▸ **Source**
* Begin *

In [1]:
from __future__ import division, print_function, unicode_literals
import numpy as np
import pandas as pd
import matplotlib.pyplot as plt
import seaborn as sns
%matplotlib inline
In [2]:
flood_comm_df = pd.read_csv('311_data/flood_calls_311_comm.csv')
flood_comm_df.head()
Out[2]:
In [3]:
flood_comm_df['Created Date'] = pd.to_datetime(flood_comm_df['Created Date'])
flood_comm_df = flood_comm_df.set_index(pd.DatetimeIndex(flood_comm_df['Created Date']))
flood_comm_df = flood_comm_df[flood_comm_df.columns.values[1:]]
flood_comm_df.head()
Out[3]:
In [4]:
flood_comm_stack = flood_comm_df.stack()
flood_comm_stack.head()
Out[4]:
In [5]:
flood_comm_stack_df = pd.DataFrame(flood_comm_stack).reset_index()
flood_comm_stack_df.head()
Out[5]:
In [6]:
flood_comm_stack_df = flood_comm_stack_df.rename(columns={'level_0':'Date','level_1':'Community Area',0:'Count Calls'})
flood_comm_totals = flood_comm_stack_df.groupby(['Community Area'])['Count Calls'].sum()

* End *

▸ **Stored records**
* Begin *

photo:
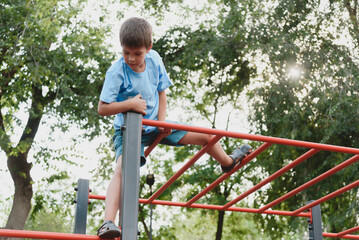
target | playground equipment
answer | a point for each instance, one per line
(130, 183)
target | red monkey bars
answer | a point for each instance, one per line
(312, 214)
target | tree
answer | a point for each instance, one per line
(52, 64)
(318, 104)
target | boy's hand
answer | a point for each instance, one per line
(165, 131)
(138, 104)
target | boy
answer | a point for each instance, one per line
(141, 75)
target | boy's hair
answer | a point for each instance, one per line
(135, 33)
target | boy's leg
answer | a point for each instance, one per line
(202, 139)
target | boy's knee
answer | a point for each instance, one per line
(118, 166)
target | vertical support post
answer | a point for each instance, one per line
(81, 201)
(315, 224)
(130, 174)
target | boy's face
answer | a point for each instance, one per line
(135, 57)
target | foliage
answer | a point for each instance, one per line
(320, 105)
(52, 63)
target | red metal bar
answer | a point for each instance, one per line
(327, 197)
(226, 175)
(154, 144)
(210, 207)
(334, 235)
(184, 168)
(260, 138)
(218, 207)
(351, 230)
(45, 235)
(272, 177)
(311, 182)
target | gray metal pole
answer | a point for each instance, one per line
(315, 226)
(129, 192)
(81, 201)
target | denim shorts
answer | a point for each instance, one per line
(147, 140)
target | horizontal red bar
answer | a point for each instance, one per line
(351, 230)
(253, 137)
(327, 197)
(210, 207)
(335, 235)
(184, 168)
(45, 235)
(312, 182)
(275, 175)
(226, 175)
(154, 144)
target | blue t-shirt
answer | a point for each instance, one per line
(122, 82)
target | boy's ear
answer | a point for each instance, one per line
(149, 48)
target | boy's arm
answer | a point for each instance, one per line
(162, 111)
(162, 106)
(136, 104)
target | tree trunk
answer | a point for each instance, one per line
(220, 225)
(20, 173)
(20, 168)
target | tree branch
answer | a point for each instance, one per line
(353, 17)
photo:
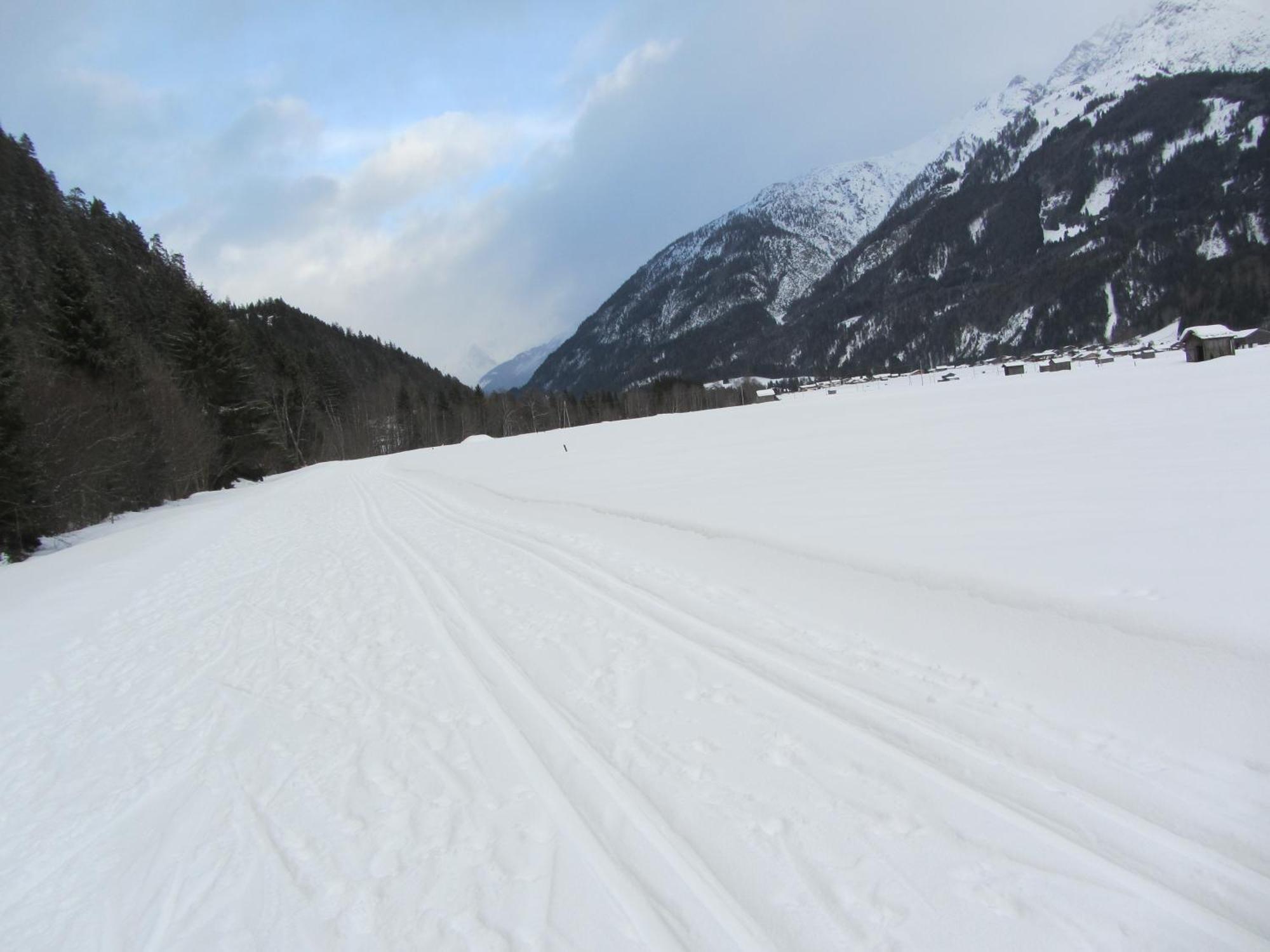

* End *

▸ **Task statement**
Please resume the notebook on 311 flood calls above the data, starting after the line that assigns flood_comm_totals.

▸ **Task answer**
flood_comm_totals.head()
Out[6]:
In [7]:
flood_comm_sum = flood_comm_totals.reset_index()
flood_comm_sum.head()
Out[7]:
In the WBEZ article and CNT analysis of neighborhood flooding, they used zip code as the primary identifier of geography. While the relied on additional data sources, 311 calls seemed to factor into their analysis. Totaling all of the water in street and basement 311 calls by community area gives Austin as the top area by a significant margin, and it's worth noting that Austin is essentially split into three zip codes, which may have resulted in it not seeming to have as much flooding activity as it does in reality.
Will look at zip code to see if the numbers are similar to WBEZ's for 2009-2015 by zip code
In [8]:
flood_comm_top = flood_comm_sum.sort_values(by='Count Calls', ascending=False)[:20]
flood_comm_top.plot(kind='bar',x='Community Area',y='Count Calls')
Out[8]:
In [9]:
# WBEZ zip data
wbez_zip = pd.read_csv('wbez_flood_311_zip.csv')
wbez_zip_top = wbez_zip.sort_values(by='number_of_311_calls',ascending=False)[:20]
wbez_zip_top.plot(kind='bar',x='zip_code',y='number_of_311_calls')
Out[9]:
In [12]:
flood_zip_df = pd.read_csv('311_data/flood_calls_311_zip.csv')
flood_zip_df['Created Date'] = pd.to_datetime(flood_zip_df['Created Date'])
flood_zip_df = flood_zip_df.set_index(pd.DatetimeIndex(flood_zip_df['Created Date']))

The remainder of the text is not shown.